__EXCERPT TO READ__.
####
I have tried the below program to find (Kth element from tail) of a singly linked list. I have tried to utilize the length field which I am incrementing whenever an item is added into the list or vice versa.
public Node<T> findKthFromTail(int kthElem) {
// length has the size of the list
int kthPos = length - kthElem;
if (kthPos < 0) {
return null;
}
Node<T> node = head;
int start = 0;
while (node != null) {
if (start == kthPos) {
// found the node
break;
}
node = node.getNext();
start++;
}
return node;
}
2 Answers 2
Trust... it's all about trust.
Trust your length is accurate (if it is not, you have other problems).
Then, your code becomes a simple loop:
// length has the size of the list
int kthPos = length - kthElem;
if (kthPos < 0) {
return null;
}
Node<T> node = head;
while (kthPos-- > 0) {
node = node.getNext();
}
return node;
Trust... it's all about trust.
####
__GIVEN TASK__.
Carry the kth-from-tail linked-list thread forward from the point where it ends. The lines that come next play no part in this.

__DATA LINES__.
####
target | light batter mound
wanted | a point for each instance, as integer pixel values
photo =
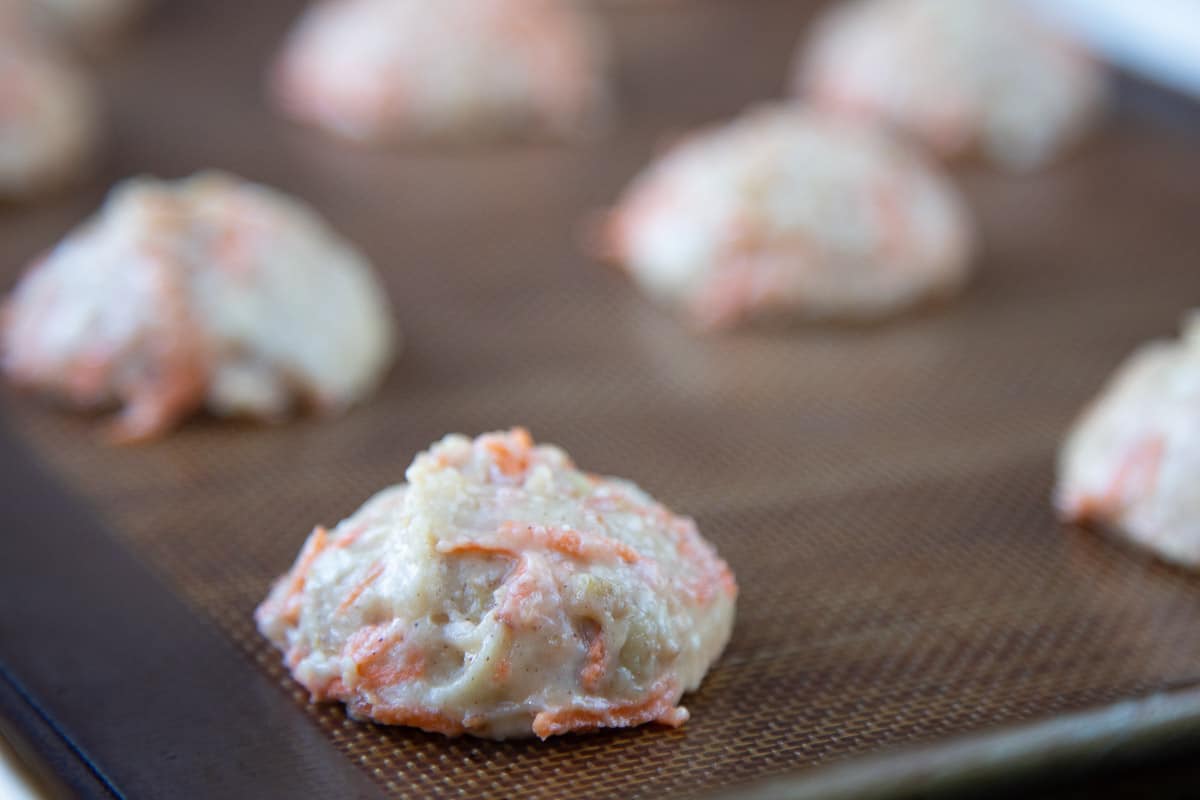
####
__EXPECTED ANSWER__.
If you cannot trust length... Well then, you can watch your own back. Or in this example, use a second pointer, k steps ahead, to check if you have reached the end. If the pointer k steps ahead has reached the end, that means the other pointer is right on the money.
This implementation assumes that k is 1-indexed, that is, the 1st from the end is last element, and 0th from the end doesn't make sense.
public Node<T> findKthFromTail(int k) {
Node<T> plusk = head;
for (int i = 0; i < k; ++i) {
if (plusk == null) {
// k is longer than the list, so no k-th item from the end
// You might as well throw new NoSuchElementException("less than k elements")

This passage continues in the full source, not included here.